» **Что нужно сделать**: Перепишите фрагмент дневниковой записи от слов «Пришла милая женщина» до слов «тромбоцитов в крови!» включительно, заменив «полчаса» на «час».

18-19-20 мая. Сегодня наши девчата принесли сирень. Поставили каждому в палату. Букет замечательный. Попробовал понюхать - пахнет хозяйственным мылом?! Может, обработали чем-то? Говорят, что нет. Сирень настоящая. Это у меня нос не работает. Слизистая обожжена. Почти весь день лежу. Самочувствие - не очень. Саша Нехаев очень тяжелый. Очень сильные ожоги. Очень волнуемся за него. Чугунов тоже хотел дописать письмо, но ожог на правой руке не дает. Я почти ничего не ем. Кое-как из первого съедаю бульон. Постоянно приносят газеты - с радостью читаю в "Комсомолке" о Саше Бочарове, Мише Борисюке, Неле Перковской - всех их хорошо знаю. Рад за них. Завидую им. Они все в борьбе, а мы, похоже, "выгорели", и крепко… Не вовремя…
Чугунову еще хуже. Железный мужик. Ни одной жалобы. И еще мне кажется, он переживает сильно: правильно ли сделал, что собрал нас на помощь четвертому блоку?
На обходе Александра Федоровна предупредила, что будет делать пробу на свертываемость крови. Это что-то новое.
Пришла милая женщина - Ирина Викторовна - та самая, что занималась отбором из нашей крови тромбомассы. Уколола в мочку уха и собирала кровь на специальную салфетку. Собирала долго и упорно, но кровь останавливаться не хотела. Через полчаса закончили мы эту процедуру. Все ясно. У нормального человека кровь сворачивается через пять минут. Резкое падение тромбоцитов в крови!
Через час в меня уже вливали мою же тромбомассу, заранее приготовленную на этот случай. Началась черная полоса".

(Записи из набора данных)
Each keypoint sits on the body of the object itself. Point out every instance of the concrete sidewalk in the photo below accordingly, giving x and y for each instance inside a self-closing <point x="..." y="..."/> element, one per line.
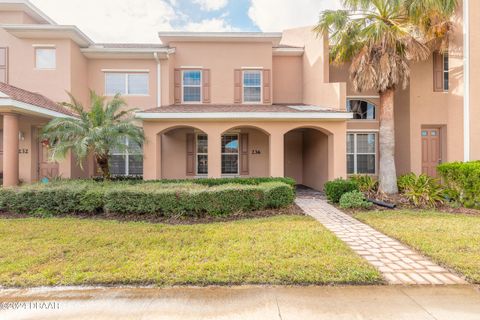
<point x="382" y="303"/>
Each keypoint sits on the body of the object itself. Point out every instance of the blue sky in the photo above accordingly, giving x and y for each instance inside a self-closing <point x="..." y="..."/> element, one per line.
<point x="140" y="20"/>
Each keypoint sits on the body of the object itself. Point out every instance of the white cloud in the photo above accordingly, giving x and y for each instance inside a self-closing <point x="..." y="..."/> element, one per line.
<point x="209" y="25"/>
<point x="114" y="20"/>
<point x="211" y="5"/>
<point x="277" y="15"/>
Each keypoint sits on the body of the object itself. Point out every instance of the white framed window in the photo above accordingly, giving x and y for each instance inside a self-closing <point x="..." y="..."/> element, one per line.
<point x="127" y="162"/>
<point x="202" y="154"/>
<point x="191" y="86"/>
<point x="135" y="83"/>
<point x="446" y="73"/>
<point x="45" y="58"/>
<point x="361" y="109"/>
<point x="362" y="153"/>
<point x="252" y="86"/>
<point x="230" y="154"/>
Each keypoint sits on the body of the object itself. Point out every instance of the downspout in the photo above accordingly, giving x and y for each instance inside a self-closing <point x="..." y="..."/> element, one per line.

» **Письменное решение**:
Пришла милая женщина - Ирина Викторовна - та самая, что занималась отбором из нашей крови тромбомассы. Уколола в мочку уха и собирала кровь на специальную салфетку. Собирала долго и упорно, но кровь останавливаться не хотела. Через час закончили мы эту процедуру. Все ясно. У нормального человека кровь сворачивается через пять минут. Резкое падение тромбоцитов в крови!